■ **DIRECTIVE**
Reproduce the material below, replacing every "single pin" with "single marker" and changing nothing else. Omit the pictures from your output.

--- Start RECORDS PROVIDED ---

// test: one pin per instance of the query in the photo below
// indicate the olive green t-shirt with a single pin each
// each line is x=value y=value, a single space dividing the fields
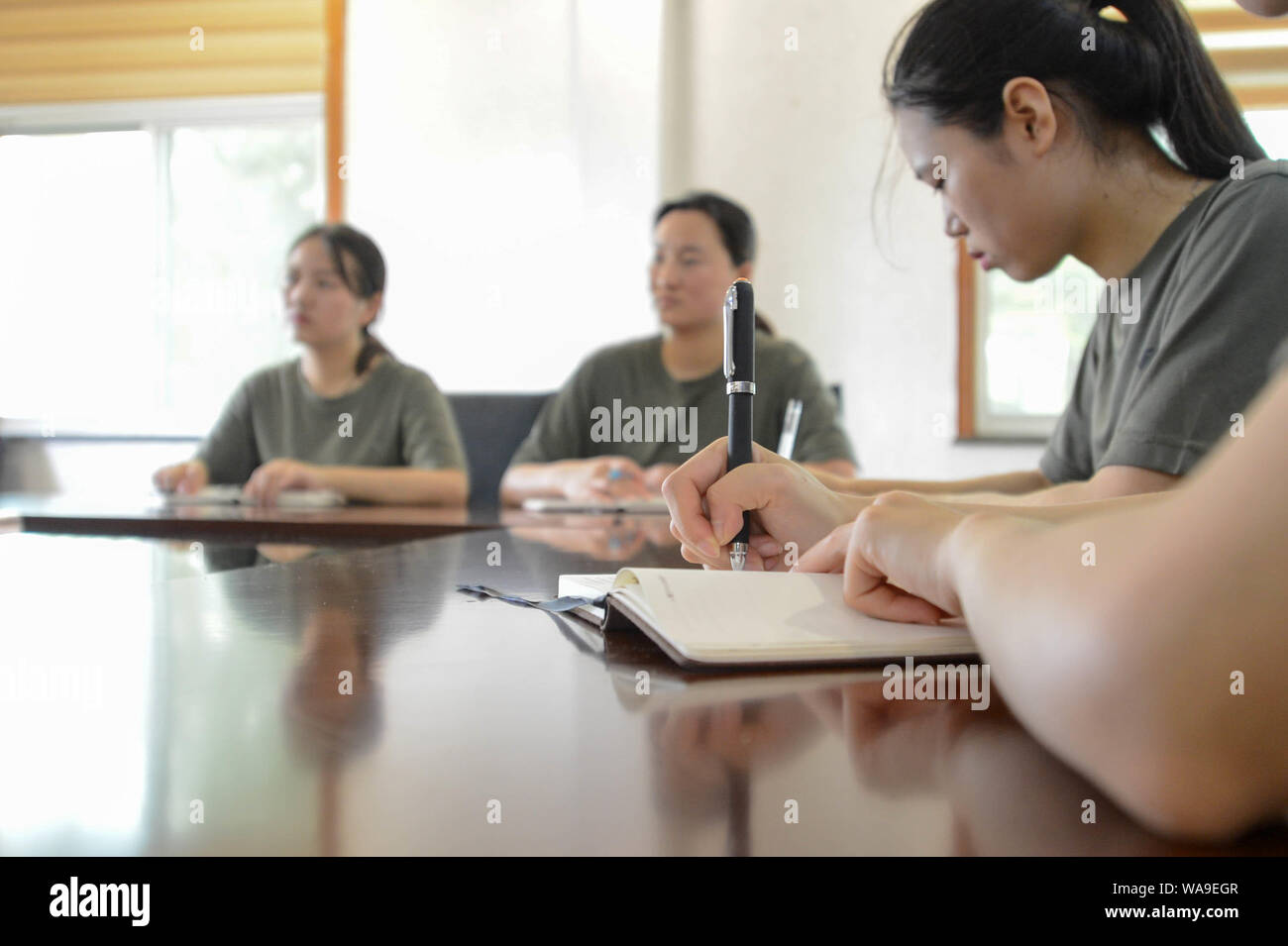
x=622 y=400
x=1183 y=343
x=397 y=417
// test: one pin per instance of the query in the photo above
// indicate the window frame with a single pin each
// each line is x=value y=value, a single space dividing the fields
x=160 y=119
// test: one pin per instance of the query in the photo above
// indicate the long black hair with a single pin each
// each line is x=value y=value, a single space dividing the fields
x=954 y=56
x=737 y=231
x=365 y=275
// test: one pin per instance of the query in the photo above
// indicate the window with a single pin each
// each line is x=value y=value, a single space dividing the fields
x=143 y=249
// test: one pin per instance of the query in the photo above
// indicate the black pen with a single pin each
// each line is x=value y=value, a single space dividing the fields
x=741 y=386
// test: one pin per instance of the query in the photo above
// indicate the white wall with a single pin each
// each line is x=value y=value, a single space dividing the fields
x=503 y=156
x=507 y=158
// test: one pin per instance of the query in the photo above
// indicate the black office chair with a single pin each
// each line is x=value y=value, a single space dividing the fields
x=492 y=428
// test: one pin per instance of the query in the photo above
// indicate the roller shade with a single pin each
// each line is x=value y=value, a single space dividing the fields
x=84 y=51
x=1250 y=52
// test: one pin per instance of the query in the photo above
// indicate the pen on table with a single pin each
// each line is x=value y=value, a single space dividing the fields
x=791 y=424
x=739 y=368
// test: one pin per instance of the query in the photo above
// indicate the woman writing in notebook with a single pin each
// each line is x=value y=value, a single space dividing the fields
x=702 y=244
x=346 y=416
x=1030 y=120
x=1141 y=644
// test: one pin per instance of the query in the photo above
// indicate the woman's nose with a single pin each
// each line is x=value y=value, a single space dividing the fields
x=953 y=227
x=665 y=275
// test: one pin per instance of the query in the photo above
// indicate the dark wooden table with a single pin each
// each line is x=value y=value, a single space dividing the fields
x=160 y=699
x=149 y=517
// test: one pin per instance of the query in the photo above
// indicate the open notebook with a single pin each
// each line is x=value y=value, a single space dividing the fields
x=738 y=618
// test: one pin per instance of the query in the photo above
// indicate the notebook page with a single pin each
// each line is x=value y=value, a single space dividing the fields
x=758 y=615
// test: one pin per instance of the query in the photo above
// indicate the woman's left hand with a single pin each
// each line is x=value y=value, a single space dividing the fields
x=275 y=475
x=896 y=559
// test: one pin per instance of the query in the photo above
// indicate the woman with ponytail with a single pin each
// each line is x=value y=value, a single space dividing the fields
x=1050 y=130
x=1136 y=672
x=347 y=415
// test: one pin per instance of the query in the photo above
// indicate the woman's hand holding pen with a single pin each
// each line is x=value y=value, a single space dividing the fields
x=786 y=501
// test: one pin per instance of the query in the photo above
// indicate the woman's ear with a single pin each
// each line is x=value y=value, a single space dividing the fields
x=1028 y=115
x=372 y=308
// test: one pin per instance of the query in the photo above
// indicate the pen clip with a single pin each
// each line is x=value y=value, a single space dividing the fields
x=730 y=305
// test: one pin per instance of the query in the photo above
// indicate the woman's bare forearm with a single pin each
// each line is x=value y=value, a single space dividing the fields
x=1122 y=640
x=1006 y=484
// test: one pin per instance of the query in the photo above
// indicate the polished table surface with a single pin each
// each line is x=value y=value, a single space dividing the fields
x=147 y=515
x=184 y=697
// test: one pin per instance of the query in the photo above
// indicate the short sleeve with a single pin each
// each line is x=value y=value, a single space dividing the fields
x=430 y=439
x=819 y=437
x=230 y=451
x=1227 y=310
x=1279 y=360
x=1068 y=452
x=558 y=430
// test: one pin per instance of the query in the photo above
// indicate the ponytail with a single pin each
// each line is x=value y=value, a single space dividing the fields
x=954 y=56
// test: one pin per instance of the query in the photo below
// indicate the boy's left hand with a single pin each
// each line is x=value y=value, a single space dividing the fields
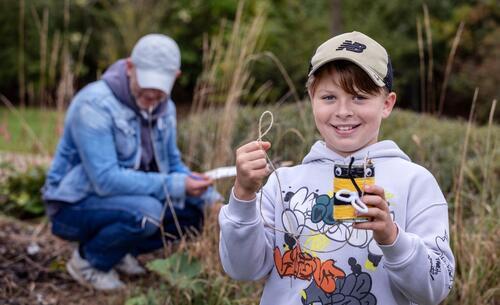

--- End RECORDS PROVIDED ---

■ **COMPLETED TASK**
// test: one pin per instance of the query in the photo below
// indicate the olive green t-shirt with a single marker each
// each line is x=value y=value, a single space dividing the fields
x=622 y=400
x=1183 y=343
x=397 y=417
// test: one pin per instance of the query in the photo above
// indicate the window frame with a single marker each
// each line is x=value y=value, a single space dividing the fields
x=160 y=119
// test: one pin per instance of the query in the photo above
// indicate the long black hair with a single marker each
// each line is x=value y=value, a single space dividing the fields
x=954 y=56
x=737 y=231
x=365 y=275
// test: one pin per instance of the query in the photo above
// indicate the window with a single marker each
// each line is x=value y=value, a single space dividing the fields
x=143 y=249
// test: one pin per instance of the query in the photo above
// indicate the black pen with a single marker each
// each line is x=value y=value, a single space dividing the fields
x=741 y=386
// test: one pin per instance of the query in the photo above
// indicate the white wall with a single marker each
// each line is x=value y=value, a single space dividing the fields
x=503 y=156
x=507 y=158
// test: one pin per instance of the query in the photo above
// indicate the black office chair with a single marker each
// each line is x=value y=value, a single space dividing the fields
x=492 y=428
// test: one pin per instance of the query in the photo above
// indicate the roller shade with a single marker each
// each line is x=value y=value, a single space dividing the fields
x=84 y=51
x=1250 y=52
// test: one pin per instance of the query in the photo above
// indicate the pen on table with a single marker each
// each line is x=value y=value, a single space dividing the fields
x=791 y=424
x=739 y=368
// test: one pin per instance of the query in the photo above
// indicate the woman writing in notebook with a single marker each
// each line is x=value y=value, a single space dividing the fields
x=702 y=244
x=346 y=416
x=1030 y=120
x=1141 y=644
// test: one pin per instance of the query in the photo above
// indicate the woman's nose with a single marker each
// each line is x=value y=value, a single space dividing the fields
x=953 y=227
x=665 y=275
// test: one pin per instance of the query in the photo above
// indicate the dark wooden table with a single marker each
// each line is x=value y=value, a single space dividing the fields
x=160 y=699
x=149 y=517
// test: one pin per instance of the query in the photo above
// indicate the open notebook with a single marker each
// each line is x=value y=value, a single space dividing the fields
x=738 y=618
// test: one pin per instance of the query in the photo above
// indicate the notebook page with a single marker each
// each line is x=value y=value, a single space dividing the fields
x=758 y=615
// test: one pin per instance of the query in the photo above
// indicate the woman's left hand with a single marker each
// each line is x=value y=value, a single space dividing the fields
x=275 y=475
x=896 y=559
// test: one pin per instance of the query in the photo above
// indicate the woman with ponytail with a single marker each
// each line is x=value y=value, a single space dividing the fields
x=1050 y=130
x=1136 y=672
x=347 y=415
// test: one pin per instance of the query in the photo above
// indicate the woman's hand holding pen with a single marker each
// each line is x=value y=value, a single space dividing the fields
x=786 y=501
// test: one pin per instance of the query in the photo above
// indicate the woman's ear with a single marker each
// each line is x=value y=value, a single space dividing the fields
x=1028 y=115
x=372 y=308
// test: one pin per instance of the query in the photo above
// indicate the pen clip with a single marker each
// each line is x=value y=value, a single space dividing the fields
x=730 y=305
// test: one pin per instance of the query in the photo above
// indicate the woman's bare forearm with a single marker each
// each line is x=value y=value, a single space dividing the fields
x=1122 y=640
x=1006 y=484
// test: one pin per instance of the query in the photo above
// indicate the polished table surface with a single marker each
// each line is x=value y=value, a single space dividing the fields
x=147 y=515
x=184 y=697
// test: one pin per instance of the query in the photo above
// indicate the short sleeve with a single marker each
// each line is x=value y=value, a single space dividing the fields
x=430 y=439
x=819 y=437
x=230 y=451
x=1227 y=310
x=1279 y=360
x=1068 y=452
x=558 y=430
// test: one pin per instance of the query in the photo above
// indicate the ponytail with a single marker each
// each line is x=value y=value, a single space dividing the fields
x=954 y=56
// test: one pin per instance of the query in the photo below
// indicate the boy's left hand with a single marker each
// each line is x=value y=value, a single space dividing the fields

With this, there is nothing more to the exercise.